#### Text block:
- - - - -
NOTES ON STATISTICS, PROBABILITY and MATHEMATICS


ANOVA is equivalent to OLS:


[First written for a post on CrossValidated.]

Let me put some color into the idea that OLS with categorical (dummy-coded) regressors is equivalent to the factors in ANOVA. In both cases there are levels (or groups in the case of ANOVA).

In OLS regression it is most usual to have also continuous variables in the regressors. These logically modify the relationship in the fit model between the categorical variables and the dependent variable (DV). But not to the point of making the parallel unrecognizable.

Based on th mtcars data set we can first visualize the model lm(mpg ~ wt + as.factor(cyl), data = mtcars) as the slope determined by the continuous variable wt (weight), and the different intercepts projecting the effect of the categorical variable cylinder (four, six or eight cylinders). It is this last part that forms a parallel with a one-way ANOVA.

Let’s see it graphically on the plot to the right (the three plots to the left are included for side-to-side comparison with the ANOVA model discussed immediately afterwards):

enter image description here

Each cylinder engine is color coded, and the distance between the fitted lines with different intercepts and the data cloud is the equivalent of within group variation in an ANOVA (not mathematically identical, though, due to the effect of weight). The slope of the lines is the coefficient for the continuous variable weight.
- - - - -
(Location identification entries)

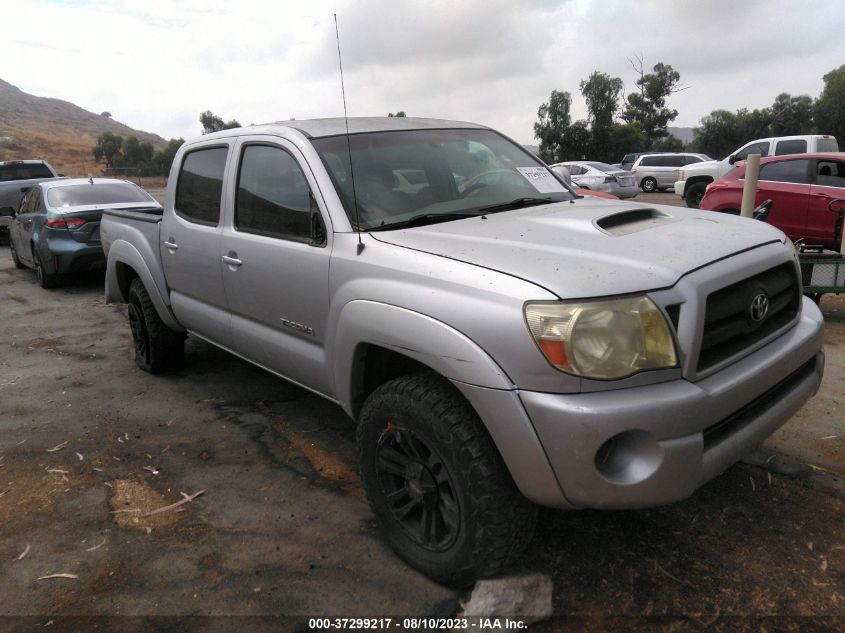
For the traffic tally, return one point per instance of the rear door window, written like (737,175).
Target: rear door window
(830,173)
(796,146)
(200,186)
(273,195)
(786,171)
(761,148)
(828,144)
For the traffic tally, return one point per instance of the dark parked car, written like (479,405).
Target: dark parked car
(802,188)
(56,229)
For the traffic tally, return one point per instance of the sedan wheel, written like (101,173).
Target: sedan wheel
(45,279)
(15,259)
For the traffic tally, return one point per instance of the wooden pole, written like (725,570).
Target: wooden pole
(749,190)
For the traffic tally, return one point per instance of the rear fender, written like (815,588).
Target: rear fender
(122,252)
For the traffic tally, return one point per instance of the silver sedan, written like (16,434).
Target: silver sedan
- - - - -
Pick up the notes on ANOVA and OLS regression right after their final sentence and extend them.

If you try to suppress the effect of weight by mentally straightening these lines and returning them to the horizontal line, you’ll end up with the ANOVA plot of the model aov(mtcars$mpg ~ as.factor(mtcars$cyl)) on the three subplots to the left. The weight regressor is now out, but the relationship from the points to the different intercepts is roughly preserved - we are simply rotating counter-clockwise and spreading out the previously overlapping plots for each different level (again, only as a visual device to “see” the connection; not as a mathematical equality, since we are comparing two different models!).

Each level in the factor cylinder is separated, and the vertical lines represent the residuals or within-group error: the distance from each point in the cloud and the mean for each level (appropriately color-coded horizontal line). The color gradient gives us an indication of how significant the levels are in validating the model: the more clustered the data points are around their group means, the more likely the ANOVA model will be statistically significant. The horizontal black line around \(\small 20\) in all the plots is the mean for all the factors. The numbers in the \(x\)-axis are simply the placeholder number/identifier for each point within each level, and don’t have any further purpose than to separate points along the horizontal line to allow a plotting display different to boxplots.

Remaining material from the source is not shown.